● EXERCISE PROMPT:
Reproduce exactly the line containing "Could you point to the white mug" and every line after it, through the last line of the records below; add nothing.
-- Opening Marker --
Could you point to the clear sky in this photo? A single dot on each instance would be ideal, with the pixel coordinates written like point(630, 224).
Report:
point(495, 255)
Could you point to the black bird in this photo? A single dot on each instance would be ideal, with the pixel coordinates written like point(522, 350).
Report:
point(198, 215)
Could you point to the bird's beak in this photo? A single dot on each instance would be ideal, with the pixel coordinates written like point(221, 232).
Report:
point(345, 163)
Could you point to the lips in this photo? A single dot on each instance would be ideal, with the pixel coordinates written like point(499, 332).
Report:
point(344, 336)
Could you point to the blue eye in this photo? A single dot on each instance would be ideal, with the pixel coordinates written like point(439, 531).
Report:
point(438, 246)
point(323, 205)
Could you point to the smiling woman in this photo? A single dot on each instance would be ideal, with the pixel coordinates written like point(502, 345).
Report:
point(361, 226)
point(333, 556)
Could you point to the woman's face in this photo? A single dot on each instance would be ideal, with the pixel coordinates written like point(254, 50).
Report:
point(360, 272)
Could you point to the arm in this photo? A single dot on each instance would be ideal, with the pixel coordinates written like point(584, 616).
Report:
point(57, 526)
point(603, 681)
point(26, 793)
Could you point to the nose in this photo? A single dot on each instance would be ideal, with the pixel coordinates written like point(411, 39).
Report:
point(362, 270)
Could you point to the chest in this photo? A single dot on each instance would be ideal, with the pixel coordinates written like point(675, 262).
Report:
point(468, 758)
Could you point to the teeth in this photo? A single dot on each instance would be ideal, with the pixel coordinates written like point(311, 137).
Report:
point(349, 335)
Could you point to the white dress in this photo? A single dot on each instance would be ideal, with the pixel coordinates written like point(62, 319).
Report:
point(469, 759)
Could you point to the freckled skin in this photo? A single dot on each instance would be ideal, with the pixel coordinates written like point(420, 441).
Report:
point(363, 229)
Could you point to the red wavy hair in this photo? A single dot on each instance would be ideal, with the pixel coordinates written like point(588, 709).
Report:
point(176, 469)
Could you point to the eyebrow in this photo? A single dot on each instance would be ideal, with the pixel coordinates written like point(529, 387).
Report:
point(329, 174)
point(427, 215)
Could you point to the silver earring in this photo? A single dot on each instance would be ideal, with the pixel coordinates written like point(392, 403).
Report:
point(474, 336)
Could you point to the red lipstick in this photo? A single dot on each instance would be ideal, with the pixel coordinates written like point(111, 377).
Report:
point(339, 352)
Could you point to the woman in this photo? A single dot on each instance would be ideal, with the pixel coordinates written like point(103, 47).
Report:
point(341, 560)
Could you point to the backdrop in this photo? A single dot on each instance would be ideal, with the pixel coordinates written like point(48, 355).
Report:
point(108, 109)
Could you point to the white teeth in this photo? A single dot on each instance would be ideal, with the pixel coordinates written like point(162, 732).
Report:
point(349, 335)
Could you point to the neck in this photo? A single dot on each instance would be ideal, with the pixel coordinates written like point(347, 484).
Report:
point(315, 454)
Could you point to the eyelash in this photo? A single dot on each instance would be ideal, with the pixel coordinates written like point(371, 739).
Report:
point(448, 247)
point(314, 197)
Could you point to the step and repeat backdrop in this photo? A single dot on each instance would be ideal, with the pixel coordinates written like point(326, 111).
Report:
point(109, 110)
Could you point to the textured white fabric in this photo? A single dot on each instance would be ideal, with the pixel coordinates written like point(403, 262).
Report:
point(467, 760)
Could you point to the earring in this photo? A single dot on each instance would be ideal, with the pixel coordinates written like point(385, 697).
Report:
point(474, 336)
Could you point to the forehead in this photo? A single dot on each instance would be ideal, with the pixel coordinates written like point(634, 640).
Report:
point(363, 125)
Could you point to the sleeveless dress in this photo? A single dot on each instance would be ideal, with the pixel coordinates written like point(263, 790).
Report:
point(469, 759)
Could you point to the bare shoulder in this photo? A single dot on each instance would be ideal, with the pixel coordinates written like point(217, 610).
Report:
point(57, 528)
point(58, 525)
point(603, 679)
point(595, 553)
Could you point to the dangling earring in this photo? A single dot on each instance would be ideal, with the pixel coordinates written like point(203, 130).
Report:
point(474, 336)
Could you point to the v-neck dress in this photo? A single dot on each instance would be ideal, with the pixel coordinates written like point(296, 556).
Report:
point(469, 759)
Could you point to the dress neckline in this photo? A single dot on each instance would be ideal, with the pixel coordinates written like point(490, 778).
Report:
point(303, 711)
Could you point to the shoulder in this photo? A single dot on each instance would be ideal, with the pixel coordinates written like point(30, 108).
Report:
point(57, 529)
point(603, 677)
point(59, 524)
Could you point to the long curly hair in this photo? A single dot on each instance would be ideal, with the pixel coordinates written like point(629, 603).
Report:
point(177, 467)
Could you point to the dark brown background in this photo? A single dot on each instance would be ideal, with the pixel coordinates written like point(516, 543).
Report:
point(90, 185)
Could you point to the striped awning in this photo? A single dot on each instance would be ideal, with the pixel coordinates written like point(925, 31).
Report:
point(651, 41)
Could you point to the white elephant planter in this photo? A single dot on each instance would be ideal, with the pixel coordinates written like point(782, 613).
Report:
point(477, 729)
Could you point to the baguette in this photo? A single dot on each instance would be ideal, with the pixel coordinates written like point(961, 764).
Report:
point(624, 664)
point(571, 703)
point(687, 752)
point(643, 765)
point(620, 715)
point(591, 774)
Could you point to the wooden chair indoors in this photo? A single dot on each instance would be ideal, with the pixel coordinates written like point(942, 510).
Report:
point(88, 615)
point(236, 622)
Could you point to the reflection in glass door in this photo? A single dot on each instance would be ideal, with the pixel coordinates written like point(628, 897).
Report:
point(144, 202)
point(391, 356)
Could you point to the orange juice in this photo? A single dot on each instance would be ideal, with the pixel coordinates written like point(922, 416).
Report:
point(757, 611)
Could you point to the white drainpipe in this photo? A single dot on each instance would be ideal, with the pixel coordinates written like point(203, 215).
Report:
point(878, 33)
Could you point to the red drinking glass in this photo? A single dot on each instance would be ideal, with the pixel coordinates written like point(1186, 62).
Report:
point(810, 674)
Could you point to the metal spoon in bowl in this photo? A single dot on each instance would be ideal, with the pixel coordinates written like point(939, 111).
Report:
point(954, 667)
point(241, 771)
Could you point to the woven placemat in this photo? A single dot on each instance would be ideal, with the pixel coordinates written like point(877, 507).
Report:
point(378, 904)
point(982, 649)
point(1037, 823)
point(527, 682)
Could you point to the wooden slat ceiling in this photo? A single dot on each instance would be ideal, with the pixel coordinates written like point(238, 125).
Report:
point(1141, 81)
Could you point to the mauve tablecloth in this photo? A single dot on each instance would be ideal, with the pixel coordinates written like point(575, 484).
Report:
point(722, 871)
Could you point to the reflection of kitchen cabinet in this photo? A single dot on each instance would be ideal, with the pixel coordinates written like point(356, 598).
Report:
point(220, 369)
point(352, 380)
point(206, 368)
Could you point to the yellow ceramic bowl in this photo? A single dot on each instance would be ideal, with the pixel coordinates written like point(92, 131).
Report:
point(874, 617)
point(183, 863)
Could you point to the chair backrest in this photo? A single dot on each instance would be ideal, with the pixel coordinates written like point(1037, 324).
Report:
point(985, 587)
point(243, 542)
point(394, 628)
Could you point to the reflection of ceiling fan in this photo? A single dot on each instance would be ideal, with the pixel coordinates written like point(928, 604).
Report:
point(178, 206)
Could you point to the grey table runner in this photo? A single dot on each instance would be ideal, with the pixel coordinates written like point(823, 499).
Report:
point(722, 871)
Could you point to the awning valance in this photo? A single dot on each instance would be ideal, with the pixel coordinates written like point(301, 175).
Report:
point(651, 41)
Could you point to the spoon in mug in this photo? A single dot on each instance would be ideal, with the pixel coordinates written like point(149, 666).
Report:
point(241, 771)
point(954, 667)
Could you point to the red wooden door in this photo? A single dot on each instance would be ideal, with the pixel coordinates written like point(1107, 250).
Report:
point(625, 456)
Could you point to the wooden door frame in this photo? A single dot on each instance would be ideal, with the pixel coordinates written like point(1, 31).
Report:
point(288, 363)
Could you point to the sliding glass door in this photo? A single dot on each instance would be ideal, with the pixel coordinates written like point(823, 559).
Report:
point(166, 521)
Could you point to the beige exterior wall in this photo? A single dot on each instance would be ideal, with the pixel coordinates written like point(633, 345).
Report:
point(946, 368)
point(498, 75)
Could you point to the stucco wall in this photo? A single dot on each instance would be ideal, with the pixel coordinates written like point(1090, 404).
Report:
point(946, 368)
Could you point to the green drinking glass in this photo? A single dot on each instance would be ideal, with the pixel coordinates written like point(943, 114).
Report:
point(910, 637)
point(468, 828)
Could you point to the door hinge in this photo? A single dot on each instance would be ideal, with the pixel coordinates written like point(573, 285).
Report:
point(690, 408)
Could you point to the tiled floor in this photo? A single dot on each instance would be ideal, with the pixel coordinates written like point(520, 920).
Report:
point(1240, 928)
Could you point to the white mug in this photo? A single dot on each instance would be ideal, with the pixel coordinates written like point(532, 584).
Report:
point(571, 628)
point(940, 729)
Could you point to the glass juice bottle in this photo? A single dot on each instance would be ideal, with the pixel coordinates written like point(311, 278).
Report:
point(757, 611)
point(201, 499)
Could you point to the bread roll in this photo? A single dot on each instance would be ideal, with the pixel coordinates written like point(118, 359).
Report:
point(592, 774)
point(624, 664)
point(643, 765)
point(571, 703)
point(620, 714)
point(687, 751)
-- Closing Marker --
● TASK ANSWER:
Could you point to the white mug in this photo? A single dot on each instance would be ideal, with the pixel coordinates written like point(532, 584).
Report:
point(571, 628)
point(940, 729)
Could you point to the glass juice bottle in this photo? A single dot on each instance would be ideal, with the pixel coordinates written like point(311, 278).
Report:
point(757, 611)
point(201, 499)
Could you point to the bread roll in this photo? A single dot on each instance would be ideal, with the pixel coordinates written like point(118, 359).
Report:
point(592, 774)
point(624, 664)
point(643, 765)
point(571, 703)
point(620, 714)
point(687, 751)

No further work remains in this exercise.